--- Extract provided ---
Newly-launched Exeter service aims to help get people back into work

A new service to help people get back into work has been set up in Exeter.

Exeter Works, funded by local councils and the Government is being run in partnership with the city’s chamber of commerce, writes Local Democracy Reporter Ollie Heptinstall.

It has opened at the former tourist information centre in Princesshay.

The service provides support to people of all ages who need advice and guidance about jobs and training.

Based at the centre is Youth Hub Devon, funded by Devon County Council, which gives free and impartial careers and training advice to young people aged 16 to 24.

Both ventures have been created courtesy of a £195,000 funding package from Exeter City Council, Devon County Council and the Department for Work and Pensions.

Other organisations, including the National Careers Service and Exeter College, are also providing staff at the hub from time to time, as part of their roles and existing contracts.

Exeter Chamber directors will also operate from the centre occasionally to provide advice to businesses.

Councillor Rachel Sutton, who is responsible for skills at Exeter City Council, which runs the Exeter Works said: “There are a lot of people who, for complicated reasons, haven’t yet got their foot on the ladder.

“Young people just leaving college, for example, or people who, because of the pandemic, are having to reassess their careers and maybe change direction.

“It’s an opportunity, working in partnership with the county council and with the DWP, to actually just find those young people, or people looking for career changes, and put them together with businesses so they can get going on the next stage of their careers.”

Maia Thomas, an Exeter-based equalities activist, says: “It’s so important because there’s so many young people who have been affected by the pandemic.“

She added: “They really need help and need their confidence built back up again. They’ve suffered through lack of jobs, lack of confidence and being isolated, so having Exeter Works that can continuously support them is really important.”

Khristine Norton, employment and skills strategy manager for Devon County Council, says finding a job is more than just about money.

She added: “We’ve got young people who have already told us that their mental health is declining because of the fact that they can’t get work, but on the flip side we’ve also got some employers that are saying they are crying out for staff. We’re hoping the centre will help us bridge that gap.”

Kate Curtis, service leader for DWP in Devon and Cornwall, said that the service will provide ‘a place for young people to get the advice and support they need to move into work’.

She added: “As well as the jobs support it’s also about how we can prepare them for things they want to do in life as well. And that building of confidence has been critical this year for us really, to see the difference in people post-pandemic.”

--- Tasks and exercises ---
(a) Name every person the Exeter Works article quotes directly.
(b) Rewrite the Exeter Works article, starting with "Exeter Works, funded" and going on through "jobs and training.", and replace "Princesshay" with "Sidwell Street".
Use only the Exeter Works article to complete these.

--- Data extracts ---
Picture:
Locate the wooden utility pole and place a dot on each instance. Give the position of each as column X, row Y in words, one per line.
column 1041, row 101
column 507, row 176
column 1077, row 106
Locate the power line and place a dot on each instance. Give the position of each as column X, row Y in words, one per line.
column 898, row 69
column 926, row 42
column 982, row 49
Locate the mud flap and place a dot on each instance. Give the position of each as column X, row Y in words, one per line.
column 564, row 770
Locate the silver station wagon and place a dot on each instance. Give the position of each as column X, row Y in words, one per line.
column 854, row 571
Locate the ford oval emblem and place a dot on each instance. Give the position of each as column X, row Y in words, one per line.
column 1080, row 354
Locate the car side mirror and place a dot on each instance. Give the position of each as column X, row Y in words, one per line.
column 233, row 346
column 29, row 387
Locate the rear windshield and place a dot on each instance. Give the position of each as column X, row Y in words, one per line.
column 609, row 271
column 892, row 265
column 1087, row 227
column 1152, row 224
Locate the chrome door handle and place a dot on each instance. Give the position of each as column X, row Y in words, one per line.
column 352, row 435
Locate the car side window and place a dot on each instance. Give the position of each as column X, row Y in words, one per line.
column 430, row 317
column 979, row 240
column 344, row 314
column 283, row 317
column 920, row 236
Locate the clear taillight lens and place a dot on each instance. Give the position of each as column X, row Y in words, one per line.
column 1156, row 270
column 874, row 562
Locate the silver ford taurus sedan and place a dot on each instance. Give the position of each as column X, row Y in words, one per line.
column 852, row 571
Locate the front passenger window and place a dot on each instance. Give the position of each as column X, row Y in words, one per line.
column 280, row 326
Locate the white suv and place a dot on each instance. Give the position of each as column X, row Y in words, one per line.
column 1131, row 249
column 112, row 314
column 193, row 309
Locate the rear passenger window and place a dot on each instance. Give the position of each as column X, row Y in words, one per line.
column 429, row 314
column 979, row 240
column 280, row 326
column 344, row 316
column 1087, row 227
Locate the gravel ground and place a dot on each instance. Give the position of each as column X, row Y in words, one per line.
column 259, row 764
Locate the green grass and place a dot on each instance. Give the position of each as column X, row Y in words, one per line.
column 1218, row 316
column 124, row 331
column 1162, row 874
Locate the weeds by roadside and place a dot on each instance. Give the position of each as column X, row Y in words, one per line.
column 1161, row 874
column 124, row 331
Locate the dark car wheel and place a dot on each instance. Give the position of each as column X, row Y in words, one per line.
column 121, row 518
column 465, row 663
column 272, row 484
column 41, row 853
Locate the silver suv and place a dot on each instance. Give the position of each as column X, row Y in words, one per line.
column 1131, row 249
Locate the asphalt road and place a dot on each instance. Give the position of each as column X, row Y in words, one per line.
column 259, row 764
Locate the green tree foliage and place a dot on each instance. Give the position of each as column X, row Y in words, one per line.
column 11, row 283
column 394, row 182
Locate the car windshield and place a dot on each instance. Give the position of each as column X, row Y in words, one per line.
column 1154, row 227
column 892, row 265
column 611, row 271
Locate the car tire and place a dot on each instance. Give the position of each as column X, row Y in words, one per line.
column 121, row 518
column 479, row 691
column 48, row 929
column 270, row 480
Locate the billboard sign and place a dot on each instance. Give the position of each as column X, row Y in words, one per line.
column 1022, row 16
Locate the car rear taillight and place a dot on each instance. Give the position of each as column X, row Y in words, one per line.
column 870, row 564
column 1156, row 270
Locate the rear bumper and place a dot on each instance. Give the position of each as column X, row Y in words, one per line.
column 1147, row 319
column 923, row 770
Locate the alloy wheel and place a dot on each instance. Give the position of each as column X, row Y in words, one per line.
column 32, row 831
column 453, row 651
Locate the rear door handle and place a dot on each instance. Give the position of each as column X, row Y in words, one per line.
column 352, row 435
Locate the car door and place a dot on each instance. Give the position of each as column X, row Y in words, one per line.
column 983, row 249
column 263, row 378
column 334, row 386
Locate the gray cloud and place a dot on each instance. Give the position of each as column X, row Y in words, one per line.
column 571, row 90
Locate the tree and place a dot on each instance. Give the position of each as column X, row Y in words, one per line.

--- Responses for each task ---
(a) Rachel Sutton, Maia Thomas, Khristine Norton, Kate Curtis

(b)
Exeter Works, funded by local councils and the Government is being run in partnership with the city’s chamber of commerce, writes Local Democracy Reporter Ollie Heptinstall.

It has opened at the former tourist information centre in Sidwell Street.

The service provides support to people of all ages who need advice and guidance about jobs and training.